(Problem description) Copy out all the lines in the records that include the word "cloud".

(Point localization data)
______
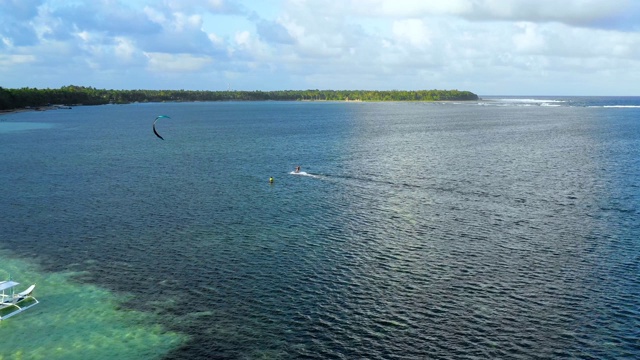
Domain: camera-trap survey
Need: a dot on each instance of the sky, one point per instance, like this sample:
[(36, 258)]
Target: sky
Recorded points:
______
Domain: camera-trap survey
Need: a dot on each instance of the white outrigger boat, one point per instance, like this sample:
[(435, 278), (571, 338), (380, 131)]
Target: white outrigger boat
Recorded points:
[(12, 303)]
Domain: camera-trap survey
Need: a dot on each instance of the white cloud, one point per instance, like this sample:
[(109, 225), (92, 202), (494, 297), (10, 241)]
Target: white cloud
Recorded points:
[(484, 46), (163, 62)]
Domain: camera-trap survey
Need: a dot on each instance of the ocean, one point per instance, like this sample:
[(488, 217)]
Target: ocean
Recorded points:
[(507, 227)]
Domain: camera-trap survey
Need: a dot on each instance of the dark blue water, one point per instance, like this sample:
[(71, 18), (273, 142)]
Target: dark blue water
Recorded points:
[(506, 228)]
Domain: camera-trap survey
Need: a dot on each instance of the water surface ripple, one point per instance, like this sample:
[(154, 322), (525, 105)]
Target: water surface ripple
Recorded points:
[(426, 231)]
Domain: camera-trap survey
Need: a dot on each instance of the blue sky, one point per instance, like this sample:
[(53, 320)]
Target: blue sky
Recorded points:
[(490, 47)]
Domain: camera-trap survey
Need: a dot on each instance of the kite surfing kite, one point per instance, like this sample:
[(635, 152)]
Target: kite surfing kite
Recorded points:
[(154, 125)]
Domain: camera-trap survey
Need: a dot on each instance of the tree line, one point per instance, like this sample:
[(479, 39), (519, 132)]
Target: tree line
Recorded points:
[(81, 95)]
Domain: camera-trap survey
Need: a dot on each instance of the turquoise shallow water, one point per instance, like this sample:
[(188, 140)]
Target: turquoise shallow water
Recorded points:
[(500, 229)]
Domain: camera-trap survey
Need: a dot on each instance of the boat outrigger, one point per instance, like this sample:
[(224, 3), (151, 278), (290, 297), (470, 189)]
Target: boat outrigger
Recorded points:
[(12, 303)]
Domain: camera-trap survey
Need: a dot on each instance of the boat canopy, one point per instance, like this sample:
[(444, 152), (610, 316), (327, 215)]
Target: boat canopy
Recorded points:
______
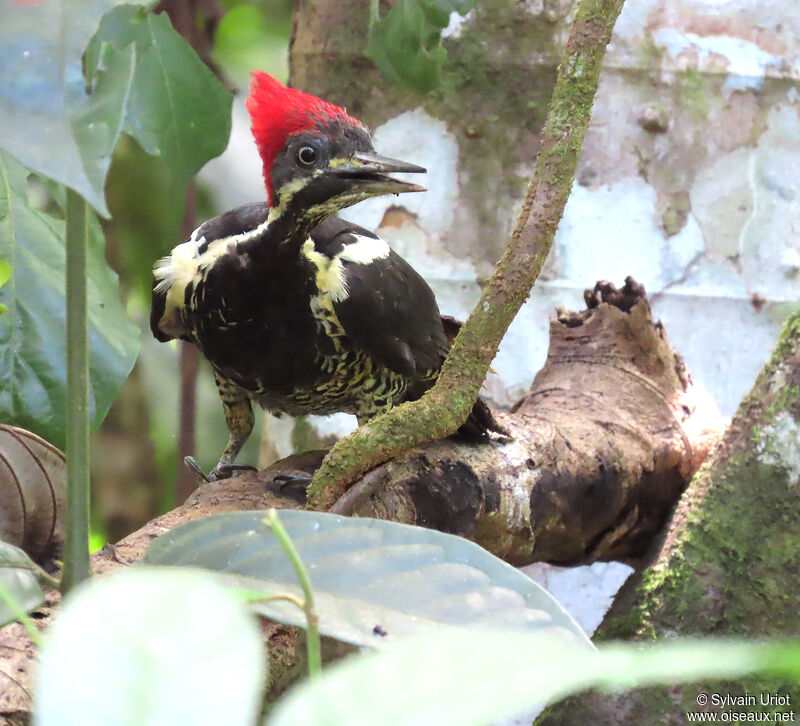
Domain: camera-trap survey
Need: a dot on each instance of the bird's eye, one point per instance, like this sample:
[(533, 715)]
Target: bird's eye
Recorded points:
______
(Task result)
Need: a dot on each instance of the white cloud, one point per instance, like this sample:
Target: white cloud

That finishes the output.